[Start of Attachment]

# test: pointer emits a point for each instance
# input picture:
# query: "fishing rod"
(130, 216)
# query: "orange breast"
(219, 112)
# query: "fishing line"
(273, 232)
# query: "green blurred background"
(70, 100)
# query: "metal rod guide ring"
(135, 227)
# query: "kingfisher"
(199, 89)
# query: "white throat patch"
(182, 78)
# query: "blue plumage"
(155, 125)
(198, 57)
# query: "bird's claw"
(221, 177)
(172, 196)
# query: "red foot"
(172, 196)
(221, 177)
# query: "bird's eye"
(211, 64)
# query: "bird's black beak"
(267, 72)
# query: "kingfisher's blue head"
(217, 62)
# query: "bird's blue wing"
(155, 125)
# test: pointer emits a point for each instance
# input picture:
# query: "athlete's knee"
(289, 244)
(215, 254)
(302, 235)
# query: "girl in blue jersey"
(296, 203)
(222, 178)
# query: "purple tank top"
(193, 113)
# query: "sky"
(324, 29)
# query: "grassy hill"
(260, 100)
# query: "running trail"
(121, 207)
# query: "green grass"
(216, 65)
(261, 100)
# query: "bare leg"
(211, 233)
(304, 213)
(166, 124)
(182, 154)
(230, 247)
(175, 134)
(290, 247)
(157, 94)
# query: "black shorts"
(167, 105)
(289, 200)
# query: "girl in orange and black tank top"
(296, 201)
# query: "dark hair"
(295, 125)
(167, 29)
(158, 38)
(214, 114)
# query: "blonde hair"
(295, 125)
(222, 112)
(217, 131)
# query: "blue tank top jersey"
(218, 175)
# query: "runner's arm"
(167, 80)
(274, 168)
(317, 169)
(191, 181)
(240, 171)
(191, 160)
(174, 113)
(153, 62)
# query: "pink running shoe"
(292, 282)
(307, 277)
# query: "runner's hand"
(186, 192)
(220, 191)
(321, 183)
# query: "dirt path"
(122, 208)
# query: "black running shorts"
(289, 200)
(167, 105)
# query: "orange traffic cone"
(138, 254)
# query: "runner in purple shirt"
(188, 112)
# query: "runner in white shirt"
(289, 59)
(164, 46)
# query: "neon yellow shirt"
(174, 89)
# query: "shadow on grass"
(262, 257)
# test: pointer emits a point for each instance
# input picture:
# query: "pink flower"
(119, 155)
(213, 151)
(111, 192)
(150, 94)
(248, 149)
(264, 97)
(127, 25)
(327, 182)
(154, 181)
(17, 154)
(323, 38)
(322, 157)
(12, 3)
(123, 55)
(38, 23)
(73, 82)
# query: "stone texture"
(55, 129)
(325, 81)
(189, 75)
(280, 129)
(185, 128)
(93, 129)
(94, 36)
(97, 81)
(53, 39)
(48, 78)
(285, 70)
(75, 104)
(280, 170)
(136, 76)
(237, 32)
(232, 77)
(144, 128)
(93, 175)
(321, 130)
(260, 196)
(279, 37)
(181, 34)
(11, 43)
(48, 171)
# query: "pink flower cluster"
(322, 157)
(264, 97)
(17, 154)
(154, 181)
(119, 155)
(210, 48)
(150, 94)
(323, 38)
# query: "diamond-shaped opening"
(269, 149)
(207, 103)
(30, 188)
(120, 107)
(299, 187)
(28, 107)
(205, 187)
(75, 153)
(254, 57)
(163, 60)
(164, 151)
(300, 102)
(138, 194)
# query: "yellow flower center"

[End of Attachment]

ASSIGNED TASK
Repeat the material above in full. Change no word.

RESPONSE TO THIS EXERCISE
# test: pointer emits a point for each instance
# input picture:
# query: "fishing rod"
(130, 216)
# query: "orange breast"
(219, 112)
# query: "fishing line"
(273, 232)
# query: "green blurred background"
(70, 100)
# query: "metal rod guide ring"
(135, 227)
# query: "kingfisher"
(199, 89)
# query: "white throat patch"
(182, 78)
# query: "blue plumage"
(155, 125)
(198, 57)
# query: "bird's claw"
(221, 177)
(172, 196)
# query: "red foot"
(172, 196)
(221, 177)
# query: "bird's eye"
(211, 64)
# query: "bird's black beak"
(267, 72)
# query: "kingfisher's blue head"
(217, 62)
# query: "bird's blue wing"
(155, 125)
# test: pointer emits a point for each instance
# input picture:
# query: "athlete's knee"
(289, 244)
(215, 254)
(302, 235)
# query: "girl in blue jersey"
(296, 203)
(222, 178)
# query: "purple tank top"
(193, 113)
# query: "sky"
(324, 29)
# query: "grassy hill"
(260, 100)
# query: "running trail"
(121, 207)
# query: "green grass"
(216, 65)
(261, 100)
# query: "bare leg"
(211, 233)
(304, 213)
(166, 124)
(182, 154)
(230, 247)
(175, 134)
(290, 247)
(157, 94)
# query: "black shorts"
(167, 105)
(289, 200)
# query: "girl in orange and black tank top"
(296, 201)
# query: "dark hair"
(295, 125)
(167, 29)
(158, 38)
(214, 114)
# query: "blonde hair"
(295, 125)
(222, 112)
(217, 131)
# query: "blue tank top jersey"
(218, 175)
# query: "runner's arm"
(167, 80)
(274, 168)
(317, 169)
(191, 181)
(240, 171)
(191, 160)
(174, 113)
(153, 62)
# query: "pink running shoe"
(292, 282)
(307, 277)
# query: "runner's hand"
(186, 192)
(220, 191)
(321, 183)
# query: "dirt path"
(122, 208)
# query: "black running shorts"
(289, 200)
(167, 105)
# query: "orange traffic cone"
(138, 254)
# query: "runner in purple shirt"
(188, 112)
# query: "runner in white shirt"
(289, 59)
(164, 46)
# query: "neon yellow shirt"
(174, 89)
# query: "shadow on grass"
(262, 257)
# test: pointer emits a point for each instance
# input picture:
# query: "pink flower"
(119, 155)
(213, 151)
(111, 192)
(150, 94)
(248, 149)
(264, 97)
(127, 25)
(327, 182)
(154, 181)
(17, 154)
(323, 38)
(322, 157)
(12, 3)
(123, 55)
(38, 23)
(73, 82)
# query: "stone texture"
(55, 129)
(325, 81)
(189, 75)
(280, 129)
(185, 128)
(93, 129)
(94, 36)
(97, 81)
(53, 39)
(48, 78)
(285, 70)
(75, 104)
(280, 170)
(136, 76)
(237, 32)
(232, 77)
(144, 128)
(93, 175)
(321, 130)
(260, 196)
(279, 37)
(181, 34)
(11, 43)
(48, 171)
# query: "pink flower cluster"
(322, 157)
(264, 97)
(17, 154)
(154, 181)
(119, 155)
(210, 48)
(150, 94)
(323, 38)
# query: "diamond-shaped opening"
(269, 149)
(207, 103)
(30, 188)
(120, 107)
(299, 187)
(28, 107)
(205, 187)
(75, 153)
(254, 57)
(163, 60)
(164, 151)
(300, 102)
(138, 194)
# query: "yellow flower center"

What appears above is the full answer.